++++ PROVIDED INFORMATION ++++

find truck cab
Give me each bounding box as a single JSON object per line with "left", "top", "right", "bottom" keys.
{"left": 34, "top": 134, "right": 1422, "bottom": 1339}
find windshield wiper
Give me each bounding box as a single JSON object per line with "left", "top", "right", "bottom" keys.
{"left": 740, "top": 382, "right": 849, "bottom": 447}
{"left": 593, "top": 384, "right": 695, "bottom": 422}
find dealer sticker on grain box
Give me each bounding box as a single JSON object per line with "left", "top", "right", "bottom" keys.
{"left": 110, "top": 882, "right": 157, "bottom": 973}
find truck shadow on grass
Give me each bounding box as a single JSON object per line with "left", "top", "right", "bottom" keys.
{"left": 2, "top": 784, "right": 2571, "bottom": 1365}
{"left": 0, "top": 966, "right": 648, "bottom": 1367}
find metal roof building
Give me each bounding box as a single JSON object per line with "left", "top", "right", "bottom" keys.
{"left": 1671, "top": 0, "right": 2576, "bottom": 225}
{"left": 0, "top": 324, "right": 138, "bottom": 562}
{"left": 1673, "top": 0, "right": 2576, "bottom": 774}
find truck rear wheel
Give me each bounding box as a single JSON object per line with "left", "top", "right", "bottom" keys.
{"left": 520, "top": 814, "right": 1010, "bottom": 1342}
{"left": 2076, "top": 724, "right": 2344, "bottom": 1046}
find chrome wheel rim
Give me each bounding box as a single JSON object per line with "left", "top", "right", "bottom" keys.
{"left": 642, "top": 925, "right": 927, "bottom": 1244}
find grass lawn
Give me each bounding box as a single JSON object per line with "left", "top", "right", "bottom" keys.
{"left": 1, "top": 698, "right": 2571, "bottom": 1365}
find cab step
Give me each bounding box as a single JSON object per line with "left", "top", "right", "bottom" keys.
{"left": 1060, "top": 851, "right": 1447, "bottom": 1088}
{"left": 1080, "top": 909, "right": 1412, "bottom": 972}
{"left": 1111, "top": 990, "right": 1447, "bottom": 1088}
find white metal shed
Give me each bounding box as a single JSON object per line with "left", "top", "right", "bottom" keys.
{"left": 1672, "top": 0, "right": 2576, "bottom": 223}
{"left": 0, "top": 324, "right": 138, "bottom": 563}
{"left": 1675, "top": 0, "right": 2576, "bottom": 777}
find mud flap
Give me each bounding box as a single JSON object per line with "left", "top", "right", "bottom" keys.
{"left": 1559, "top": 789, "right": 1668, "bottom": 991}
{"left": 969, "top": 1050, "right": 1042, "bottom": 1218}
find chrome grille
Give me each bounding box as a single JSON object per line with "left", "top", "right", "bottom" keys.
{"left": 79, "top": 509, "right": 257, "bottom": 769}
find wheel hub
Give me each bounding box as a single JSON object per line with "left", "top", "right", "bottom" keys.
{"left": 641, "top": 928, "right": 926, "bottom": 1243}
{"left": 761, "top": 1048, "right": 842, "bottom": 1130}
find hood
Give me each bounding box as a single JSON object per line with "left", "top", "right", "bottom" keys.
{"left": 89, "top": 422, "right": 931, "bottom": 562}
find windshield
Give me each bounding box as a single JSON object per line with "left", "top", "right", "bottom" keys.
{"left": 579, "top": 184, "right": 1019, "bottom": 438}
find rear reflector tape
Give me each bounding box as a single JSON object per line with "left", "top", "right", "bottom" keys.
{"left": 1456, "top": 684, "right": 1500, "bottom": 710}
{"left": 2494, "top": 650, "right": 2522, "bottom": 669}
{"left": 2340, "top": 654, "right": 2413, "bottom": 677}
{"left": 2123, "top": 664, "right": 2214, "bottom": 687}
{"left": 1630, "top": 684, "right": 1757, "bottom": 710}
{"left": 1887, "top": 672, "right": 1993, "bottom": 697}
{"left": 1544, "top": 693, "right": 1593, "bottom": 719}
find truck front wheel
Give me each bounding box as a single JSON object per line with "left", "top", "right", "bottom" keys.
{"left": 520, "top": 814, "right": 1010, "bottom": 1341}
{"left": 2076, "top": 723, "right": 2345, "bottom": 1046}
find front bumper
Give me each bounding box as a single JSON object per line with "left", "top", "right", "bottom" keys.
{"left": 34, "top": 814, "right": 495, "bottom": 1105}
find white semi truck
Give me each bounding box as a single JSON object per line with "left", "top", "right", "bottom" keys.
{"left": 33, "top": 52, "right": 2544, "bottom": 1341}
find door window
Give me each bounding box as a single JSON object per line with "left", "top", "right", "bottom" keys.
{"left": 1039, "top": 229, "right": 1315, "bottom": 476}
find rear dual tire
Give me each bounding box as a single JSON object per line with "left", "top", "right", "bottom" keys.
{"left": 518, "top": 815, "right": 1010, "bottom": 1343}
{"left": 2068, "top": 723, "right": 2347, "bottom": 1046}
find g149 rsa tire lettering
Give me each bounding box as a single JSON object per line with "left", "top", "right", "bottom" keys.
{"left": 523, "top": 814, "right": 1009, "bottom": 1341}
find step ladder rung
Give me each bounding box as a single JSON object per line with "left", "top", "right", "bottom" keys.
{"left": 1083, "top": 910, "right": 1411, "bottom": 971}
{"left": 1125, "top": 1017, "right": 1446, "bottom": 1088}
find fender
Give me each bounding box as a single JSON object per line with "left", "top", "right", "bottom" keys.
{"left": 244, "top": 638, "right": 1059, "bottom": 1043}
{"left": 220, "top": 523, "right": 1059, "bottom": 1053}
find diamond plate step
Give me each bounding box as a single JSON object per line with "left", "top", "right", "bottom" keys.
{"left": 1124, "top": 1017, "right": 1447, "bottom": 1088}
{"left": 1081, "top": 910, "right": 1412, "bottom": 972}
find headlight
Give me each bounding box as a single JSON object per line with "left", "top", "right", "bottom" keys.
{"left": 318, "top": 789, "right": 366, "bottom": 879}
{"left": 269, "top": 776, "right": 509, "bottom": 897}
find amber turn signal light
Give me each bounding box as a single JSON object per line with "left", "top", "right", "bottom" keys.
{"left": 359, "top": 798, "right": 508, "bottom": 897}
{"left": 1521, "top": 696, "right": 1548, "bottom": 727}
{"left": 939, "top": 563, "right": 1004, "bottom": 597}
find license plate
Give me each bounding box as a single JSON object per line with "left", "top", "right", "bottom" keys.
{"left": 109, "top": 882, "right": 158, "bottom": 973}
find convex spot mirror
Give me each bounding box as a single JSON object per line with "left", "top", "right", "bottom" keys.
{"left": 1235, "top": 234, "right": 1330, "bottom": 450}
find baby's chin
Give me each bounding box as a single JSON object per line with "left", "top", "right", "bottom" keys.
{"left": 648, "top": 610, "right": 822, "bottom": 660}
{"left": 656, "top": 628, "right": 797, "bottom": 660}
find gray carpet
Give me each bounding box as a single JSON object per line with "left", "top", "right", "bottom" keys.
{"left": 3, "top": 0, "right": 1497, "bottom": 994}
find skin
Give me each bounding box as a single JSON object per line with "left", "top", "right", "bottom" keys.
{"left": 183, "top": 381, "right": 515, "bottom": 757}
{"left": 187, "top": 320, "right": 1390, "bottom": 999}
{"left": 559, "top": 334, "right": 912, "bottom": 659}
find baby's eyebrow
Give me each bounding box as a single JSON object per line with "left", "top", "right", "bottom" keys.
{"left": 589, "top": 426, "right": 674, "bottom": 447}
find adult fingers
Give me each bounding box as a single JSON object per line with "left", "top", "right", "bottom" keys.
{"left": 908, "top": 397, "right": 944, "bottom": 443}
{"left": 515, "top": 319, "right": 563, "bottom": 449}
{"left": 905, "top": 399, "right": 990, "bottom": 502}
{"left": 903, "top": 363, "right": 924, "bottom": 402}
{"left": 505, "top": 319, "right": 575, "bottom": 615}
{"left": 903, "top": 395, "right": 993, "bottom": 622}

++++

TO DO: Reproduce the full set of records precisely.

EXERCISE RESULT:
find truck cab
Give me each bounding box as a single JSON object per line with "left", "top", "right", "bottom" keys.
{"left": 34, "top": 134, "right": 1422, "bottom": 1339}
find windshield wiper
Give me each bounding box as a single JSON object per line with "left", "top", "right", "bottom" keys.
{"left": 740, "top": 382, "right": 849, "bottom": 447}
{"left": 593, "top": 384, "right": 695, "bottom": 422}
find dealer sticker on grain box
Give me each bounding box as a single JSON object per line with "left", "top", "right", "bottom" keys.
{"left": 110, "top": 882, "right": 157, "bottom": 973}
find truck shadow on grass
Give me each bounding box as a single JSON object per line with "left", "top", "right", "bottom" keys.
{"left": 2, "top": 784, "right": 2571, "bottom": 1365}
{"left": 0, "top": 966, "right": 648, "bottom": 1367}
find metal roof building
Give me each bounding box as a single JSON object per line with "left", "top", "right", "bottom" keys.
{"left": 1671, "top": 0, "right": 2576, "bottom": 225}
{"left": 0, "top": 324, "right": 138, "bottom": 562}
{"left": 1673, "top": 0, "right": 2576, "bottom": 774}
find truck rear wheel
Give me each bounding box as a single JSON object per line with "left", "top", "right", "bottom" keys.
{"left": 520, "top": 814, "right": 1010, "bottom": 1342}
{"left": 2076, "top": 724, "right": 2344, "bottom": 1046}
find chrome wheel rim
Give me each bounding box as a single JSON object per line with "left", "top", "right", "bottom" keys.
{"left": 642, "top": 925, "right": 927, "bottom": 1244}
find grass lawn
Give me each bounding box as a single JSON object per line with "left", "top", "right", "bottom" keys.
{"left": 1, "top": 698, "right": 2571, "bottom": 1365}
find cab step
Give me each bounding box as a single JSON object per line with "left", "top", "right", "bottom" keys.
{"left": 1060, "top": 851, "right": 1447, "bottom": 1088}
{"left": 1080, "top": 909, "right": 1412, "bottom": 972}
{"left": 1111, "top": 990, "right": 1447, "bottom": 1088}
find white metal shed
Give me each bounding box as a single JSON object per line with "left", "top", "right", "bottom" keys.
{"left": 1672, "top": 0, "right": 2576, "bottom": 223}
{"left": 0, "top": 324, "right": 138, "bottom": 563}
{"left": 1675, "top": 0, "right": 2576, "bottom": 777}
find mud flap
Give me each bounding box as a single JSON object per line with "left", "top", "right", "bottom" keys.
{"left": 1559, "top": 789, "right": 1668, "bottom": 991}
{"left": 969, "top": 1050, "right": 1042, "bottom": 1218}
find chrome grille
Give me each bounding box as a single JSON object per line with "left", "top", "right", "bottom" keys.
{"left": 79, "top": 509, "right": 257, "bottom": 769}
find wheel hub
Give me each bounding box as a single JSON object per line with "left", "top", "right", "bottom" keys.
{"left": 641, "top": 928, "right": 926, "bottom": 1243}
{"left": 761, "top": 1048, "right": 842, "bottom": 1130}
find hood
Give me each bounding box as a single JSON object per line with "left", "top", "right", "bottom" keys.
{"left": 89, "top": 422, "right": 931, "bottom": 562}
find windshield
Give me each bounding box as a single JSON object per line with "left", "top", "right", "bottom" keys.
{"left": 579, "top": 184, "right": 1019, "bottom": 438}
find rear reflector tape
Give me each bounding box as a single JSON object per line with "left", "top", "right", "bottom" keys.
{"left": 1456, "top": 684, "right": 1500, "bottom": 710}
{"left": 2494, "top": 650, "right": 2522, "bottom": 669}
{"left": 2340, "top": 654, "right": 2413, "bottom": 677}
{"left": 2123, "top": 664, "right": 2214, "bottom": 687}
{"left": 1630, "top": 684, "right": 1757, "bottom": 710}
{"left": 1887, "top": 672, "right": 1993, "bottom": 697}
{"left": 1544, "top": 693, "right": 1593, "bottom": 719}
find truck front wheel
Give me each bounding box as a single JSON object per line with "left", "top", "right", "bottom" keys.
{"left": 520, "top": 814, "right": 1010, "bottom": 1341}
{"left": 2076, "top": 723, "right": 2345, "bottom": 1046}
find front bumper
Give me each bounding box as a single JSON object per line with "left", "top", "right", "bottom" keys.
{"left": 34, "top": 814, "right": 495, "bottom": 1105}
find white semi truck
Give me each bounding box as a single JSON object per line with "left", "top", "right", "bottom" keys.
{"left": 33, "top": 52, "right": 2544, "bottom": 1341}
find door window
Give me each bounding box as a single JSON object per line with "left", "top", "right", "bottom" keys.
{"left": 1039, "top": 229, "right": 1315, "bottom": 476}
find rear dual tire
Give me each bounding box as a single JSON object per line with "left", "top", "right", "bottom" keys.
{"left": 518, "top": 815, "right": 1010, "bottom": 1343}
{"left": 2068, "top": 723, "right": 2347, "bottom": 1046}
find g149 rsa tire lettering
Give me each bounding box as a single JSON object per line with "left", "top", "right", "bottom" keys.
{"left": 523, "top": 814, "right": 1009, "bottom": 1341}
find step ladder rung
Give me each bounding box as a single JSON object per line with "left", "top", "right", "bottom" keys.
{"left": 1083, "top": 910, "right": 1411, "bottom": 971}
{"left": 1125, "top": 1017, "right": 1446, "bottom": 1088}
find fender
Give me each bounding box as a single JSON object per line with "left", "top", "right", "bottom" keys.
{"left": 244, "top": 638, "right": 1059, "bottom": 1043}
{"left": 220, "top": 523, "right": 1059, "bottom": 1053}
find diamond plate step
Give me each bounding box as a single JSON object per line with "left", "top", "right", "bottom" keys.
{"left": 1124, "top": 1017, "right": 1447, "bottom": 1088}
{"left": 1081, "top": 910, "right": 1412, "bottom": 972}
find headlight
Give me each bounding box as a single JSON object per line with "left", "top", "right", "bottom" keys.
{"left": 318, "top": 789, "right": 366, "bottom": 879}
{"left": 269, "top": 776, "right": 509, "bottom": 897}
find amber turn signal light
Give me each bounding box as a single JSON object per line with "left", "top", "right", "bottom" keys.
{"left": 359, "top": 798, "right": 508, "bottom": 897}
{"left": 1521, "top": 696, "right": 1548, "bottom": 727}
{"left": 939, "top": 563, "right": 1004, "bottom": 597}
find license plate
Give me each bounding box as a single JSON object per line with "left", "top", "right", "bottom" keys.
{"left": 109, "top": 882, "right": 158, "bottom": 973}
find convex spot mirror
Give me each bounding box as a single JSON object per line with "left", "top", "right", "bottom" keys.
{"left": 1235, "top": 234, "right": 1330, "bottom": 450}
find baby's chin
Give me each bounding box as a single JSON object per line with "left", "top", "right", "bottom" keys.
{"left": 648, "top": 610, "right": 822, "bottom": 660}
{"left": 656, "top": 628, "right": 797, "bottom": 660}
find gray carpet
Give me each bounding box as a single JSON object per line with "left", "top", "right", "bottom" keys.
{"left": 3, "top": 0, "right": 1497, "bottom": 994}
find skin
Give me each bounding box as a single JSON object per line with "left", "top", "right", "bottom" keys.
{"left": 183, "top": 381, "right": 515, "bottom": 757}
{"left": 187, "top": 320, "right": 1390, "bottom": 999}
{"left": 559, "top": 334, "right": 912, "bottom": 659}
find baby's eyebrow
Give me each bounding box as a single JSON object per line with "left", "top", "right", "bottom" keys.
{"left": 589, "top": 426, "right": 674, "bottom": 447}
find adult fingers
Give me each bounding box as a single JSON object per line with "left", "top", "right", "bottom" keys.
{"left": 908, "top": 397, "right": 944, "bottom": 443}
{"left": 515, "top": 319, "right": 563, "bottom": 449}
{"left": 905, "top": 399, "right": 990, "bottom": 502}
{"left": 903, "top": 363, "right": 924, "bottom": 402}
{"left": 505, "top": 319, "right": 575, "bottom": 615}
{"left": 903, "top": 395, "right": 993, "bottom": 622}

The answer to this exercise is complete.